_Request 1_:
Answer these questions about the pandas steps below:
(a) Which pandas function does step 2 use to transpose the Date column into row?
(b) What names are assigned to the three columns of piedf?
(c) What value is passed to autopct in the pie chart call?

_Excerpted text_:
* * * * *
2. Transpose the Date column into row. Use [melt function() on pandas](https://pandas.pydata.org/pandas-docs/stable/generated/pandas.melt.html). Note:  We need not to show the date column on the table; it is only being used to transpose the date column into row.
3. Sum the steps in each day of week. Use [groupby() function](https://pandas.pydata.org/pandas-docs/stable/generated/pandas.DataFrame.groupby.html) and [sum() function](https://pandas.pydata.org/pandas-docs/stable/generated/pandas.DataFrame.sum.html) to summarize the total steps by day of week.
4. Sort the total steps in descending order. Use [sort_values() function](https://pandas.pydata.org/pandas-docs/stable/generated/pandas.DataFrame.sort_values.html).
5. Plot the dataframe as pie chart using [plot.pie() function](https://pandas.pydata.org/pandas-docs/version/0.18/generated/pandas.DataFrame.plot.pie.html).

In [None]:
#Step 2
piedf = pd.melt(bl2018, id_vars=["team_name"], value_vars=date_col)
piedf.columns = ["Team Name", "Date", "Total Steps"]

#Step 3
piedf = piedf.groupby("Team Name").sum()

#Step 4
piedf = piedf.sort_values(by=["Total Steps"], ascending=[False])

piedf

In [None]:
#Step 5
piedf.plot.pie(y="Total Steps", legend=False, autopct='%.2f')
* * * * *
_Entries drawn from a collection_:
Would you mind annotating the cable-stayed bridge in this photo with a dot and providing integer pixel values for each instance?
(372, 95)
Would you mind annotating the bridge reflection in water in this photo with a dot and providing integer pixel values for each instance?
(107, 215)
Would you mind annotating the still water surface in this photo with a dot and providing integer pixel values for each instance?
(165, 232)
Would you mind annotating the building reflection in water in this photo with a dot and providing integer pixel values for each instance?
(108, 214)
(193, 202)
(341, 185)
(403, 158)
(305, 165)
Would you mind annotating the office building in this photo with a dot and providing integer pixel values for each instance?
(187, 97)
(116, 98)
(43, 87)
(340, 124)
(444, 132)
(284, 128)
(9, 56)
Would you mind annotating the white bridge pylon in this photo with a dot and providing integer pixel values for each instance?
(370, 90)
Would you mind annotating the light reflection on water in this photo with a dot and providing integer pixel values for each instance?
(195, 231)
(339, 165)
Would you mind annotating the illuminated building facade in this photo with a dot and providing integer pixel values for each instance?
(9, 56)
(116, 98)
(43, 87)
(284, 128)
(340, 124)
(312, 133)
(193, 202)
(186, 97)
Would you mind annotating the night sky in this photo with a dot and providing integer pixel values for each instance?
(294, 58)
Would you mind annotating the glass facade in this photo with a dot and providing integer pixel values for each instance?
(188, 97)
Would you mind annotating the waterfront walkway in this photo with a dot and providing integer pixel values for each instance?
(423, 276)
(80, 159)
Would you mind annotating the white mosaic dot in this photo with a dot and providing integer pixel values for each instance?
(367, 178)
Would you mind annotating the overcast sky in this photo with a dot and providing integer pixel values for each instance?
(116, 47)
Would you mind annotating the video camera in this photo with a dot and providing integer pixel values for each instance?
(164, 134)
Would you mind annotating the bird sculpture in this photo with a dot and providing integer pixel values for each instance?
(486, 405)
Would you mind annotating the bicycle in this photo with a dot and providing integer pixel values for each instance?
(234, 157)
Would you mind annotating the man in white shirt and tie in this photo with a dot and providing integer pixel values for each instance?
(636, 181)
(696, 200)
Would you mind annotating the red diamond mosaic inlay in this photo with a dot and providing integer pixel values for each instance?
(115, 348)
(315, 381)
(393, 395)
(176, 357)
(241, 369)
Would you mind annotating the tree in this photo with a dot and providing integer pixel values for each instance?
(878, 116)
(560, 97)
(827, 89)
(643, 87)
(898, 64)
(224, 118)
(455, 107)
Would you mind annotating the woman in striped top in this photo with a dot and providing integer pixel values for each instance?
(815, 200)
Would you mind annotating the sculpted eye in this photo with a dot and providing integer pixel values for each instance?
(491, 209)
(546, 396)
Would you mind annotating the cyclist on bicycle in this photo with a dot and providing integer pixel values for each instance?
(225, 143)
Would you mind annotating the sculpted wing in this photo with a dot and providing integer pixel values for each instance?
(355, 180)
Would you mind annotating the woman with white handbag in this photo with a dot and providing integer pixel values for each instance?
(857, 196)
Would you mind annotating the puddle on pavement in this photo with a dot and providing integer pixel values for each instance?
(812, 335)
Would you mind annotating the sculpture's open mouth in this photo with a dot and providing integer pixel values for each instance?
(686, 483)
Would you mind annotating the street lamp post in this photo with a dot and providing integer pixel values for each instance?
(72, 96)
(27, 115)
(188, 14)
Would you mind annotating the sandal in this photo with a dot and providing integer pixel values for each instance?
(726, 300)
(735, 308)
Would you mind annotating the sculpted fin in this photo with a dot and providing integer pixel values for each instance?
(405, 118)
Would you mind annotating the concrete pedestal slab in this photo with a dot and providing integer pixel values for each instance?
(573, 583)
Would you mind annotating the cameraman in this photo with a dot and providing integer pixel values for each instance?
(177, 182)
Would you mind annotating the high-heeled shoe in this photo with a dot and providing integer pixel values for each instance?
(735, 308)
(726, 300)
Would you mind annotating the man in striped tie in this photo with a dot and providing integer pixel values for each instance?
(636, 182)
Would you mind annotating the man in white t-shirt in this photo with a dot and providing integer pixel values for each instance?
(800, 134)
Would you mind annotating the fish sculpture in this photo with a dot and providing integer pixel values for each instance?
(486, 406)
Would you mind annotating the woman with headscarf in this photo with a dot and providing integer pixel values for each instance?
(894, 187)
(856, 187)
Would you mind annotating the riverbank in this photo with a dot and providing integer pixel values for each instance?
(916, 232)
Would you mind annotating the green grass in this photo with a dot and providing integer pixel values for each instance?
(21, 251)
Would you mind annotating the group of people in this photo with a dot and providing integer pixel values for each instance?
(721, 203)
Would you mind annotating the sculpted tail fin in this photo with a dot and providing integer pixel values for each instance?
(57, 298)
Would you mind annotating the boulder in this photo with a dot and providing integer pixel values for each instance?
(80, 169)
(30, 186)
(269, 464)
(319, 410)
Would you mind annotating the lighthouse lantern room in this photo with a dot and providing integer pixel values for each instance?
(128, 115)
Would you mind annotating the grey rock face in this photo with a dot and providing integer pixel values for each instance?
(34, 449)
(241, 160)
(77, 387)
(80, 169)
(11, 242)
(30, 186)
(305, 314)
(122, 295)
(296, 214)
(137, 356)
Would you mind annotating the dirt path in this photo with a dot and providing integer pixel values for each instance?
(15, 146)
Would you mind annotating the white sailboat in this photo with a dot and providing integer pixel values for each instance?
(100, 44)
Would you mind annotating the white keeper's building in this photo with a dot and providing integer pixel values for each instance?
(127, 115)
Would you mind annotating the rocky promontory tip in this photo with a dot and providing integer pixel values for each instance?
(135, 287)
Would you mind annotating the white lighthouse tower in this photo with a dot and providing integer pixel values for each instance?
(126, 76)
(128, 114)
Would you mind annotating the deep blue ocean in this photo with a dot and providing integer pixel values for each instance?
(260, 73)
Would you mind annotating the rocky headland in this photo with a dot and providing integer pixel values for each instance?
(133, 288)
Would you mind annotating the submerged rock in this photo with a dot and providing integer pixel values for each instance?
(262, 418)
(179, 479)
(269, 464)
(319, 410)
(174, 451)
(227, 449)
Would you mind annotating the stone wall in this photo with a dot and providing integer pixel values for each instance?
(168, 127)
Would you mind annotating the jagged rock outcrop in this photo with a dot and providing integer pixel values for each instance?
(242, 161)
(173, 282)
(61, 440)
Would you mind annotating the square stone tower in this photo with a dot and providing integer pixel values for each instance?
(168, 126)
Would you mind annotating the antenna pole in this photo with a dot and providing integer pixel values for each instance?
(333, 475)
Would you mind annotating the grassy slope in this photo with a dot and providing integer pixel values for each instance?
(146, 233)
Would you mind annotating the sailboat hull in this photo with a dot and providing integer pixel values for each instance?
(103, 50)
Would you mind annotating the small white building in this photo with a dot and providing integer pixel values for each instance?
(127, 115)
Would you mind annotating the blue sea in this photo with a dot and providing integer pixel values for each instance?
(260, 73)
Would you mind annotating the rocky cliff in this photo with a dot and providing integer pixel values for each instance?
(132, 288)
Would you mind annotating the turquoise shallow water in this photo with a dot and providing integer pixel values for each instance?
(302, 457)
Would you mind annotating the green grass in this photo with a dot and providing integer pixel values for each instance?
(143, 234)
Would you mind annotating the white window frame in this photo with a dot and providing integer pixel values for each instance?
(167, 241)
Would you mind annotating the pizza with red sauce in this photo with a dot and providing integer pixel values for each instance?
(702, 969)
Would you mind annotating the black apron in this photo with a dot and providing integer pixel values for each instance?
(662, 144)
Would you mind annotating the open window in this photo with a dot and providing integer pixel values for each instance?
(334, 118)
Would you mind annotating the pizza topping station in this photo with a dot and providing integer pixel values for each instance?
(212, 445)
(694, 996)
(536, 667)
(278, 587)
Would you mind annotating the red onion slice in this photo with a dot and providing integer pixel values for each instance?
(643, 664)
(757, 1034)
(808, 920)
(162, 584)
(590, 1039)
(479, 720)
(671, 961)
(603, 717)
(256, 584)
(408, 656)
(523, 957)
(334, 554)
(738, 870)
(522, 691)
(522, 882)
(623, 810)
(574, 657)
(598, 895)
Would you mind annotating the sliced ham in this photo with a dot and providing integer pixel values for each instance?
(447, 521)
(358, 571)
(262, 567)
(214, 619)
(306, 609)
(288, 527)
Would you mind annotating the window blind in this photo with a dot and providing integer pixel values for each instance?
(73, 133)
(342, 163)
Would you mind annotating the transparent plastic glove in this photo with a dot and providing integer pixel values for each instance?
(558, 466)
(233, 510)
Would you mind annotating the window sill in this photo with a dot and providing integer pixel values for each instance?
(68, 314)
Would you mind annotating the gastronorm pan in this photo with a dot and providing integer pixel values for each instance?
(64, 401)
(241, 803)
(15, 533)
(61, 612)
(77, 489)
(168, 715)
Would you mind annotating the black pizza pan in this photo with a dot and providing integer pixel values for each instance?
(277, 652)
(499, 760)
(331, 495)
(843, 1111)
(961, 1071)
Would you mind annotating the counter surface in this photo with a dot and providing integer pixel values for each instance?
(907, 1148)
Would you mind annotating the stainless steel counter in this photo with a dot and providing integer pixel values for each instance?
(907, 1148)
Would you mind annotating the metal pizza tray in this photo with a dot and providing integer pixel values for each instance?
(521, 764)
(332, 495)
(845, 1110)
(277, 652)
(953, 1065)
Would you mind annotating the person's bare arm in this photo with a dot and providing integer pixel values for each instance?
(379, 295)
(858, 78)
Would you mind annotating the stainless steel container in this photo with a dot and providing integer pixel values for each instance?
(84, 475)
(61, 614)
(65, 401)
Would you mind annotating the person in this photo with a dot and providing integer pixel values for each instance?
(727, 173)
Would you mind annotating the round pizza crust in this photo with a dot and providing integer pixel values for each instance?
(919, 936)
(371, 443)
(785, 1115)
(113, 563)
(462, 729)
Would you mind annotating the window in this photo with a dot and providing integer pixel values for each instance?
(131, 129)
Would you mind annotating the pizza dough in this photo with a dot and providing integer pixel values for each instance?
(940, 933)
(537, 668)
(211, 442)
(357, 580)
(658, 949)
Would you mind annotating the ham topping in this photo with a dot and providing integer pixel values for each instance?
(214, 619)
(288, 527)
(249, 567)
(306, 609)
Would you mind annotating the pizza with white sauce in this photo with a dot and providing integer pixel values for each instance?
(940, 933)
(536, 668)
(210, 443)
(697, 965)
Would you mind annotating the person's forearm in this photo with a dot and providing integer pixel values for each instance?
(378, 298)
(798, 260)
* * * * *
_Request 2_:
Which rows above contain the string "sauce"? Pull out each of those rows and copy it in full.

_Worked answer 1_:
(a) The melt function (pd.melt).
(b) "Team Name", "Date" and "Total Steps".
(c) '%.2f'

_Worked answer 2_:
Would you mind annotating the pizza with red sauce in this photo with a dot and providing integer pixel values for each instance?
Would you mind annotating the pizza with white sauce in this photo with a dot and providing integer pixel values for each instance?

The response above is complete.